▶ Brief
Rewrite the stretch from the line containing "Identify each instance of the green grass" through the end of the rows, requests included, scaling every x and y coordinate in the answers by 1.3 and rounding each to a whole number, with halves rounded up. Give only those lines and leave the pictures out.
--- BEGIN Given information ---
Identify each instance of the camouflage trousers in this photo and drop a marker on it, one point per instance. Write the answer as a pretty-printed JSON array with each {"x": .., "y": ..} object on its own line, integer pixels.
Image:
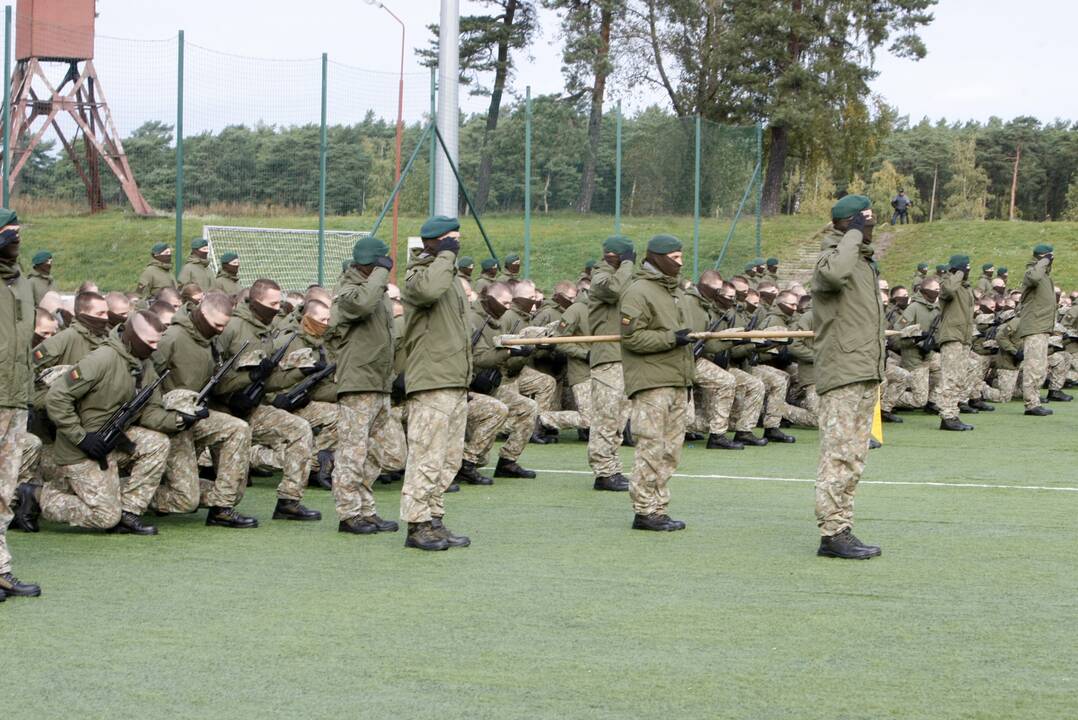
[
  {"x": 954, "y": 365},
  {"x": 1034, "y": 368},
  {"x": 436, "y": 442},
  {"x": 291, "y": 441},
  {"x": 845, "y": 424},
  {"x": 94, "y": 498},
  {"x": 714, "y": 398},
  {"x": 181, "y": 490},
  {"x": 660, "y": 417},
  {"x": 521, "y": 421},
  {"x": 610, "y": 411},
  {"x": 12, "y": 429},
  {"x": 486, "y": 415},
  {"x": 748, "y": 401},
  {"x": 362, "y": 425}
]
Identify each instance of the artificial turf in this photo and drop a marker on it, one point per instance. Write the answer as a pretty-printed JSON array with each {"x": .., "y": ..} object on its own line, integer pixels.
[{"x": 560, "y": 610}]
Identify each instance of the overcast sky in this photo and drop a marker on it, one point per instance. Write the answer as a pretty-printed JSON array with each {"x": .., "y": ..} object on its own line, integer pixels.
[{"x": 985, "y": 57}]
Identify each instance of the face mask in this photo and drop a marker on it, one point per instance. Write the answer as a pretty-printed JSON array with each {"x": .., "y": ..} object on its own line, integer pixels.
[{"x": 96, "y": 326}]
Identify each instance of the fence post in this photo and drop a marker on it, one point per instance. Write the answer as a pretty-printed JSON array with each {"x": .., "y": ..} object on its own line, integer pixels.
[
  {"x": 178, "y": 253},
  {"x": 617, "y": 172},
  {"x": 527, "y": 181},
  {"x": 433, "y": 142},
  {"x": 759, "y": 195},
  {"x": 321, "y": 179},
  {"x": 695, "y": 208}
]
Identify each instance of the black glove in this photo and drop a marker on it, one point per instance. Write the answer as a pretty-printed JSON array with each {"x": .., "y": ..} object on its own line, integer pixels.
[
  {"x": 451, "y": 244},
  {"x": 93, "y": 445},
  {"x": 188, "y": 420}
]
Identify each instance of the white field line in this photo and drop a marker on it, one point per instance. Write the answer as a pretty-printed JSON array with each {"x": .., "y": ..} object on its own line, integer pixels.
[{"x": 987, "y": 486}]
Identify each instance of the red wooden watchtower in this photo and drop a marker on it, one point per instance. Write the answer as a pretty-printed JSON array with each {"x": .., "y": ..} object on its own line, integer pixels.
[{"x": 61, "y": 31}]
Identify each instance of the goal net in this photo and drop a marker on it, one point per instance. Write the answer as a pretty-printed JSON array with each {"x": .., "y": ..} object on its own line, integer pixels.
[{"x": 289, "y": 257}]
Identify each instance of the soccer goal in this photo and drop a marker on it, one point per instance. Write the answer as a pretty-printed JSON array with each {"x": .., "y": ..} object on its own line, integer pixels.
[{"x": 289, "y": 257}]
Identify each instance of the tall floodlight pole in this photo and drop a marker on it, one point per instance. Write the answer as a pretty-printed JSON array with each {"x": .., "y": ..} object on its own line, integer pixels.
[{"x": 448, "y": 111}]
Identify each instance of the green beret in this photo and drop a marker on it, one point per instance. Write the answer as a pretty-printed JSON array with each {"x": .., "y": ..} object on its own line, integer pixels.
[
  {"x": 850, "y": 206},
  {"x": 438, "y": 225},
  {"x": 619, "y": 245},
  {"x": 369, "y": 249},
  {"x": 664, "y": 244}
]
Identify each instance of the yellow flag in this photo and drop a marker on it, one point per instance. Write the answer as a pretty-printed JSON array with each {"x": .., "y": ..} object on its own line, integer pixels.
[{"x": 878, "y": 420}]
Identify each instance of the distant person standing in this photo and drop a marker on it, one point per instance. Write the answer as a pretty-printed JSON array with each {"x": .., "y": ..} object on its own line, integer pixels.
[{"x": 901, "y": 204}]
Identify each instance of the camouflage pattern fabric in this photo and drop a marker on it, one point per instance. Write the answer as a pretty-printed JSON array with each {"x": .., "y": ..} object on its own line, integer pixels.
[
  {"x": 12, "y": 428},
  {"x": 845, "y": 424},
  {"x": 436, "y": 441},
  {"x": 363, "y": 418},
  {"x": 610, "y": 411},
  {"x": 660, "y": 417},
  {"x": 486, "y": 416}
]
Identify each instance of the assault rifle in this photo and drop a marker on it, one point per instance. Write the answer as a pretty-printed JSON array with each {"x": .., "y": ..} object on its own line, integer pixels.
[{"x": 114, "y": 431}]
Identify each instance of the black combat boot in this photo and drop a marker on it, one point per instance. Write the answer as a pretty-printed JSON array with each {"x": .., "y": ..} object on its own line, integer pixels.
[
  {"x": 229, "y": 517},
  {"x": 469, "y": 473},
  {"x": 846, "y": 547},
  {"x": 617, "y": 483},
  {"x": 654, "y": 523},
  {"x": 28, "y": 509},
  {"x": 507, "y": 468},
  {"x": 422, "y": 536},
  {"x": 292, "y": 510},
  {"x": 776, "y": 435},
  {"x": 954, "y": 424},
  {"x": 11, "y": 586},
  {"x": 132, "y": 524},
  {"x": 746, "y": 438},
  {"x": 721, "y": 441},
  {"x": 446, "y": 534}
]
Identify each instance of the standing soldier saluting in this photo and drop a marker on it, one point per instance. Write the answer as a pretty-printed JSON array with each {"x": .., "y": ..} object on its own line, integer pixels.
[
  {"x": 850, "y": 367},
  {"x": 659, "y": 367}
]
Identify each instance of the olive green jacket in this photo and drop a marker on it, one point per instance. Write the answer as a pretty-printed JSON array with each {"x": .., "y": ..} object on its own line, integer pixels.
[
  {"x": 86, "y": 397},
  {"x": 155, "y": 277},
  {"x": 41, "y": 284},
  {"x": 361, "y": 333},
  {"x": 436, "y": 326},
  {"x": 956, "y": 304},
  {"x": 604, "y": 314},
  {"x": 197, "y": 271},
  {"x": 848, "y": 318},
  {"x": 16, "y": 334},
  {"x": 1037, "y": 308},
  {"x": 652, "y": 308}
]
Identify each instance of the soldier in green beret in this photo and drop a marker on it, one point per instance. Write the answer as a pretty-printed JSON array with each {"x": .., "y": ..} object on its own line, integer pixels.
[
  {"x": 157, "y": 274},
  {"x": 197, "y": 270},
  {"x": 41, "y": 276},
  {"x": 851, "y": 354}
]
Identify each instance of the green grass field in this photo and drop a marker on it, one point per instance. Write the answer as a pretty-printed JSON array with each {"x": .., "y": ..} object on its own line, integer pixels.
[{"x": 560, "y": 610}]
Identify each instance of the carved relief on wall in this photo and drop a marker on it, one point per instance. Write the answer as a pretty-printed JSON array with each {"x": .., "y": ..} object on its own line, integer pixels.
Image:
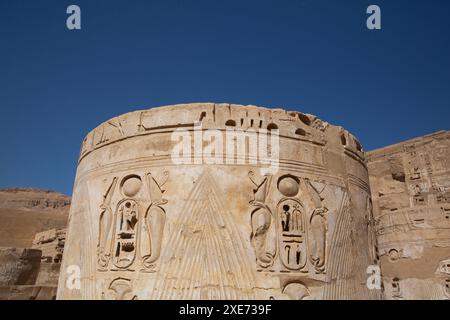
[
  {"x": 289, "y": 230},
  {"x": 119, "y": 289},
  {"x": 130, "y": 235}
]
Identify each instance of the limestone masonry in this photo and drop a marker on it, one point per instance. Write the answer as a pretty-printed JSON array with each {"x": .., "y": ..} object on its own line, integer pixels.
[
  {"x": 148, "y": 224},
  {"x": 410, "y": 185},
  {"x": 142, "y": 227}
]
--- END Given information ---
▶ Answer
Identify each instance of the green grass field in this photo and drop a marker on it, one point per instance. Write the answer as a pretty-printed JSON array with each {"x": .., "y": ..} object on its own line, integer pixels.
[{"x": 728, "y": 793}]
Identify each instance of the carved relief on wall in this photo and drop a marker on it, one point per instance. Write the answer as a pretty-printed JSON array with each {"x": .., "y": ..} object on its own line, integer pixels.
Image:
[
  {"x": 376, "y": 299},
  {"x": 155, "y": 376},
  {"x": 169, "y": 306}
]
Identify each instance of the limestone masonry in this photo and drop a marker on it, one point per instance. Write the answer as a pretty-printed JSON array with each {"x": .., "y": ..} object on its own line, integer pixels.
[
  {"x": 192, "y": 291},
  {"x": 533, "y": 241},
  {"x": 185, "y": 295}
]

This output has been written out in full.